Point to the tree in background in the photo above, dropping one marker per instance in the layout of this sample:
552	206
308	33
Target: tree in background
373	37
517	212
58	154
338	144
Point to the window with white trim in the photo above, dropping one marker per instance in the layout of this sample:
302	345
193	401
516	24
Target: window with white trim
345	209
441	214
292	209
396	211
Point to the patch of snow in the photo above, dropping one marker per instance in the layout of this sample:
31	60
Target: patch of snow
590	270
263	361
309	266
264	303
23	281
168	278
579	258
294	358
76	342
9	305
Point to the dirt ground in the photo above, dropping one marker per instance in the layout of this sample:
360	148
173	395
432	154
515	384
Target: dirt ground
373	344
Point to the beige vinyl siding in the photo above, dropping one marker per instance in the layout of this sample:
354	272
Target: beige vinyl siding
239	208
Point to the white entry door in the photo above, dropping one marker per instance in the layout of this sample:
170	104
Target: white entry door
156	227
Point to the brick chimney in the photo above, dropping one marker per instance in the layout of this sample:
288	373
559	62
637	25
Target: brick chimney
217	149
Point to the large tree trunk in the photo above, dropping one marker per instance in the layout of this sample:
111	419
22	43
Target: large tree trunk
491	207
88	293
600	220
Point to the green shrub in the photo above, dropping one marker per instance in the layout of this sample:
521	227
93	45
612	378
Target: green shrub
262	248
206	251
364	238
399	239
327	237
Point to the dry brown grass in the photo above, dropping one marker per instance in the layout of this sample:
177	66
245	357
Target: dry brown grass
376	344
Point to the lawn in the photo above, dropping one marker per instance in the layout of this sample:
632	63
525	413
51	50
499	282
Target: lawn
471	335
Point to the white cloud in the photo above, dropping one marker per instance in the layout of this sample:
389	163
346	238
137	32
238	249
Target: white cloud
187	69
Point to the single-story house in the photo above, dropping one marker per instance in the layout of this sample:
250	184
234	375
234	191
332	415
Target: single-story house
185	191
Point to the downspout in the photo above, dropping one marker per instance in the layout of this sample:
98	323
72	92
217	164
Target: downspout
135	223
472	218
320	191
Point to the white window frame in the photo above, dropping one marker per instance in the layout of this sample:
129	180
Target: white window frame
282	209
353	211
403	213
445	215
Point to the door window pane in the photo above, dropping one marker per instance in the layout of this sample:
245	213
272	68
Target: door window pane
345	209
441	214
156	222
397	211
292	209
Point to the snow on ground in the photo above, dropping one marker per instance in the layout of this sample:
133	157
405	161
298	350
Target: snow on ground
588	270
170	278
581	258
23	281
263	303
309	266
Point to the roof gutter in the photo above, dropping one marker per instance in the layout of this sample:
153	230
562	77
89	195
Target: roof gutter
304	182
***
Action item
Retype the listing above, exactly and in full.

Output below
Point to the tree in background in the photo above, dropping one marker per instance in the layout of this sample:
552	206
308	33
Target: tree in background
373	37
517	212
58	154
338	144
Point to the window with white trim in the photo above, dropping one marker per instance in the layout of this sample:
302	345
193	401
516	24
Target: window with white trim
345	209
441	214
292	209
396	211
Point to the patch of snow in the photo above, dropping one marker per instance in the layout of this sample:
31	60
Target: patch of snow
590	270
263	361
309	266
264	303
23	281
168	278
579	258
294	358
76	342
9	305
Point to the dirt ground in the photo above, dropping one marker per instance in the layout of this sample:
360	148
173	395
432	154
515	384
Target: dirt ground
373	344
Point to the beige vinyl siding in the photo above, dropping one marker per instance in the layout of this sample:
354	272
Target: beige vinyl siding
239	208
Point to the white entry door in the photo above, dropping one marker per instance in the layout of this sample:
170	104
Target: white entry door
156	227
Point to the brick chimney in the photo above, dropping one marker per instance in the layout of this sample:
288	373
559	62
637	25
Target: brick chimney
217	149
Point to the large tree trunk in the photo above, dropping one marker per instance in the layout of this sample:
111	419
22	43
Target: large tree trunk
491	207
88	293
600	220
Point to the green shrub in the photo above, dropping one marker per instance in the layout of this sample:
521	227
93	45
612	378
Target: green shrub
262	248
206	251
364	238
399	239
327	237
Point to the dry brown grass in the photo above, dropping one marker per instance in the layout of this sample:
177	66
245	357
Target: dry brown grass
376	344
Point to the lawn in the photo above, dropping one marker per instance in the layout of this sample:
632	63
525	413
51	50
499	282
Target: lawn
471	335
Point to the white cloud in the photo above, dropping one marker per instance in the layout of this sample:
389	163
346	238
137	32
238	249
Target: white cloud
187	69
Point to the single-story house in the photo above, dropping one marker per instance in the layout of this sample:
250	184
234	375
234	191
332	415
Target: single-story house
185	191
Point to the downspout in the photo above, dropping one marker per instance in the layout of this sample:
98	323
72	92
217	164
Target: downspout
135	223
472	218
320	191
Point to the white window frame in the photo above, dropping one marker per instance in the layout of this sample:
129	180
Target: white window frame
282	209
353	211
403	213
445	215
Point to the door window pane in the photo above, dropping one marker per instance in the layout of this sample:
245	213
272	68
Target: door window pane
345	209
441	214
156	222
397	211
292	209
Point to the snow on ground in the photo above, dropping one marker per instance in the layout of this sample:
133	157
405	161
298	350
Target: snow on ground
588	270
170	278
581	258
23	281
263	303
309	266
Point to the roof gutter in the photo above, dropping one marker per instance in the layout of this sample:
153	230
562	77
89	195
Target: roof gutter
304	182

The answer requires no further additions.